Task: Quote the ESG and M&A blog post word for word, starting at "As we mentioned" and ending at "of these goals.".

══ Document excerpt

This blog post is co-authored with Amy Wojnarwsky, an attorney at McDonald Hopkins, a Cleveland-based business advisory and advocacy law firm. Amy is a leader in McDonald Hopkins’ Social Corporate Governance & Impact Investing practice and has a strong passion for helping entrepreneurs and businesses on ESG matters.

In this third co-authored blog post of this series, EPOCH Pi and McDonald Hopkins highlight how environmental, social and governance (ESG) principles have an increasingly prevalent impact on the negotiation of M&A transactions. 

In our previous blog, we discussed how buyers and sellers can prepare for mergers and acquisitions with an internal review of a company’s performance on ESG metrics as well as methods to improve ESG performance. This emphasis on ESG early in the diligence and preparation stages can continue in the actual negotiations of an M&A transaction.

As we mentioned in our first blog post of this series, the most successful companies develop an M&A strategy that focuses on their business objectives, and ESG considerations are becoming an increasingly important aspect of these goals. 

After completion of ESG diligence, counsel should document the relevant ESG findings identified during the due diligence process and provide an analysis of potential legal risks and exposure associated with any ESG-related issues. Once completed, this analysis can assist the buyer in evaluating the transaction as a whole and negotiating certain representations in the deal. 

negotiate ESG M&A transaction

As an initial matter, some red flags identified during due diligence may lead to a reassessment of the potential value and price of a transaction. In a recent PRI/PWC study, 69% of companies assess potential acquisitions for compliance with local regulations and will proceed if only minor non-compliance issues are identified that can be tackled post-acquisition. However, a large proportion of the interviewees stated that they would refuse a target if there were serious implications to non-compliance and poor performance on ESG factors and would create a substantial risk or cost to the acquirer.

════
══ Raw data

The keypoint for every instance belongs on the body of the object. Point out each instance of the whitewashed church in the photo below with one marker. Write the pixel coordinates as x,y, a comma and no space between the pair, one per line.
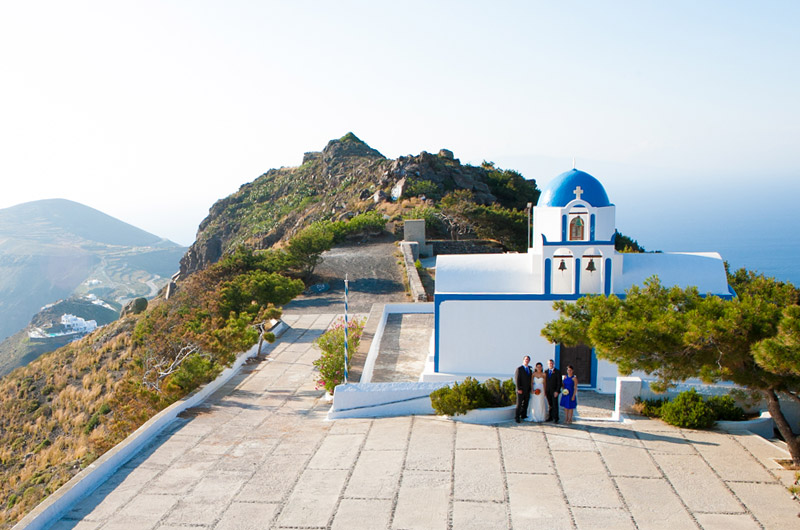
490,308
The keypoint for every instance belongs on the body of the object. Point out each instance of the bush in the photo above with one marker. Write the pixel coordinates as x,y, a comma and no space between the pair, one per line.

════

Reply to the task:
As we mentioned in our first blog post of this series, the most successful companies develop an M&A strategy that focuses on their business objectives, and ESG considerations are becoming an increasingly important aspect of these goals.